Collection entries
□ □ □

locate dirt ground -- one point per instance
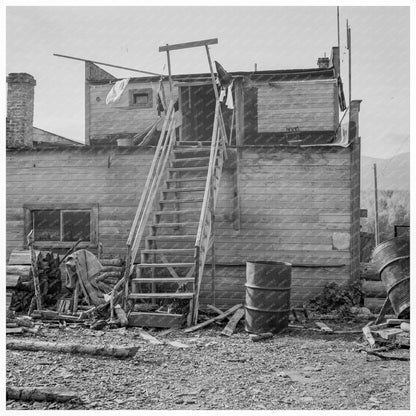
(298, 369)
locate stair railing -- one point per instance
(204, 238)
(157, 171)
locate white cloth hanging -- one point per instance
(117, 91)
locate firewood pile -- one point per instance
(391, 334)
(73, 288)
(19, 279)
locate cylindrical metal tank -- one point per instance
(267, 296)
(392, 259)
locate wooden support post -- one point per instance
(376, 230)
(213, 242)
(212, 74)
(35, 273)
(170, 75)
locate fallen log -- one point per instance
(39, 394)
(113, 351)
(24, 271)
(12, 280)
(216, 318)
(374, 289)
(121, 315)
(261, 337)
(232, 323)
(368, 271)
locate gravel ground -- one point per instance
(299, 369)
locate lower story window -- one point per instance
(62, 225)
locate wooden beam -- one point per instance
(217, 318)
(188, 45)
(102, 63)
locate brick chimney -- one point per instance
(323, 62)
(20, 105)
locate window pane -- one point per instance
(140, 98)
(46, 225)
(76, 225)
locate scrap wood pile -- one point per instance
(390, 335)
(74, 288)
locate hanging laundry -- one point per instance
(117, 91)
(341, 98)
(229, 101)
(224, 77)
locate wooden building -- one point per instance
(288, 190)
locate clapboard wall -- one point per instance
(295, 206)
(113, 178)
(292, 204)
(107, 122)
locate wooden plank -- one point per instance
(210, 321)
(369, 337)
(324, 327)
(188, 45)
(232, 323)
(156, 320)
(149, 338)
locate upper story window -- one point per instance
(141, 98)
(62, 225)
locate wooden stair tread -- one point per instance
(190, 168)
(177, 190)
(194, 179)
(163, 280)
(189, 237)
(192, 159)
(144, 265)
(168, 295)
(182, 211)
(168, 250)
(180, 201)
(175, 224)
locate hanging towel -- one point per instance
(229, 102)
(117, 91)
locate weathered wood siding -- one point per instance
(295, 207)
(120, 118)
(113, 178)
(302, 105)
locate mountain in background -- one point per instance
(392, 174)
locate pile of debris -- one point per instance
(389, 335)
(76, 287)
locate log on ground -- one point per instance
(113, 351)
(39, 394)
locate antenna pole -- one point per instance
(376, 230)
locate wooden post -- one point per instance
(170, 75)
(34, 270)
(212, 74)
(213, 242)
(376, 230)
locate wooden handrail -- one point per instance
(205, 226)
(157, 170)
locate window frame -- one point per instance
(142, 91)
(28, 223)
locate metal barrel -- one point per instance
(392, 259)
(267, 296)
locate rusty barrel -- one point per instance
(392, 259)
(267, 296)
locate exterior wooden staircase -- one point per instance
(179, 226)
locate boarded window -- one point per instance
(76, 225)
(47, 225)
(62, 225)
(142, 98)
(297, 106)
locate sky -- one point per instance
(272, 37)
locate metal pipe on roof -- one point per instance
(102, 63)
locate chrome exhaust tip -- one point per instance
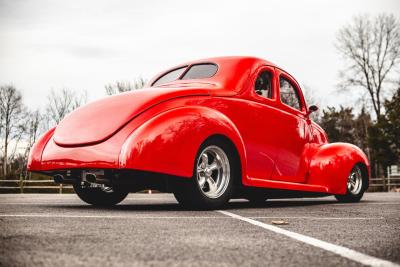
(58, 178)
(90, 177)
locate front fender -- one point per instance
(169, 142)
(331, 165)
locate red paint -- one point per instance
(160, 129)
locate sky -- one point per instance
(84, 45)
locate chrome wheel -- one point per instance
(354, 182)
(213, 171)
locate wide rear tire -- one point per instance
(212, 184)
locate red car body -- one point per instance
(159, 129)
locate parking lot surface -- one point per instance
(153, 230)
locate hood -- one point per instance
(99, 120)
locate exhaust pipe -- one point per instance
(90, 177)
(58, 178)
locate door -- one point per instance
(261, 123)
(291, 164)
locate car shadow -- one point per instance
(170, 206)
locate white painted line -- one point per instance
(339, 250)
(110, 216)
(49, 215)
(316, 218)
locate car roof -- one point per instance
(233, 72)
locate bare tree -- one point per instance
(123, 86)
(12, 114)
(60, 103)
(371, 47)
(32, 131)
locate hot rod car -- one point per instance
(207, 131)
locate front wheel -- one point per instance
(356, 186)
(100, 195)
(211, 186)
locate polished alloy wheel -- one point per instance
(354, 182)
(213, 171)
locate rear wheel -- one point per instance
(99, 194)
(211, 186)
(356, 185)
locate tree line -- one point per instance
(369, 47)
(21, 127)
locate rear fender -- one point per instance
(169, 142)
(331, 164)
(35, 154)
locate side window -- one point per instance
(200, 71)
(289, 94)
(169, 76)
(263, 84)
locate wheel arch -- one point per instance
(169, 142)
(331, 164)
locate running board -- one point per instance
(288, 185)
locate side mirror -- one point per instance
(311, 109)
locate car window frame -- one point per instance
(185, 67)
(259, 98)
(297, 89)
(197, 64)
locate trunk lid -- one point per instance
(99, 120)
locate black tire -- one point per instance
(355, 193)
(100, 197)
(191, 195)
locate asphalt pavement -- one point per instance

□ □ □

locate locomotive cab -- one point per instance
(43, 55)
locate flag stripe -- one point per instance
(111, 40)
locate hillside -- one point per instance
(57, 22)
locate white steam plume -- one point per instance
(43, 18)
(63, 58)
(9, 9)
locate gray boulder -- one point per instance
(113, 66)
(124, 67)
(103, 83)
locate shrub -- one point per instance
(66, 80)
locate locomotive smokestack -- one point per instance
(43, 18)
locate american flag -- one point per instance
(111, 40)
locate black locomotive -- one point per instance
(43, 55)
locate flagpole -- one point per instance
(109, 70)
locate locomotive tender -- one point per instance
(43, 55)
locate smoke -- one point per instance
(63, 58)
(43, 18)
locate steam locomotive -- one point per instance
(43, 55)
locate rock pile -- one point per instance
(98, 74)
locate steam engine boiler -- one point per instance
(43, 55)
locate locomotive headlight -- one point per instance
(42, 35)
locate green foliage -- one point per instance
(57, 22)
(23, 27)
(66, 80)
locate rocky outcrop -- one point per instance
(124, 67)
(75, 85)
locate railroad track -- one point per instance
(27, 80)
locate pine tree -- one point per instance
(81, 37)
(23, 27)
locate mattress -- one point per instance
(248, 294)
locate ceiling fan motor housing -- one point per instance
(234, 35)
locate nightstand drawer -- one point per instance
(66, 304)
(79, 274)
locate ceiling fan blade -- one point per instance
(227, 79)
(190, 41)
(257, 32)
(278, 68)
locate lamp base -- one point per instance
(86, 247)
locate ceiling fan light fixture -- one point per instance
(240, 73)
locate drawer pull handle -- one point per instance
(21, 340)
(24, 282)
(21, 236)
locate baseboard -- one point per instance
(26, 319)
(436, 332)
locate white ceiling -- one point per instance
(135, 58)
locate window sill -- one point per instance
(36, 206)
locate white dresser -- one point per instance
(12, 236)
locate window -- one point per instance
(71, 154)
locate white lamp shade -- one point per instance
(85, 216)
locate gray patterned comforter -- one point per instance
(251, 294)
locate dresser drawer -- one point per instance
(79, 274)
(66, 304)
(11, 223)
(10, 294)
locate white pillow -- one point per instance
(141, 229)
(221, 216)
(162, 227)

□ □ □

Exercise requirements: Starting with the line with "locate tree line -- one point per instance" and going on through the line with "locate asphalt pavement", give those lines again, swapping "black tire" for "car tire" and leaving everything else unchanged.

The result:
locate tree line -- one point per instance
(369, 47)
(21, 127)
locate rear fender -- one point per instance
(169, 142)
(331, 164)
(35, 154)
locate side window -- one point per instance
(200, 71)
(289, 94)
(169, 76)
(263, 84)
locate wheel arch -- one point per instance
(169, 142)
(331, 164)
locate running board -- one point per instance
(288, 185)
locate side mirror -- one point per instance
(311, 109)
locate car window frame -- one point per instance
(185, 67)
(259, 98)
(297, 89)
(197, 64)
locate trunk lid -- one point per instance
(99, 120)
locate car tire -- one point per instance
(355, 193)
(100, 197)
(191, 195)
locate asphalt pavement -- one point per instance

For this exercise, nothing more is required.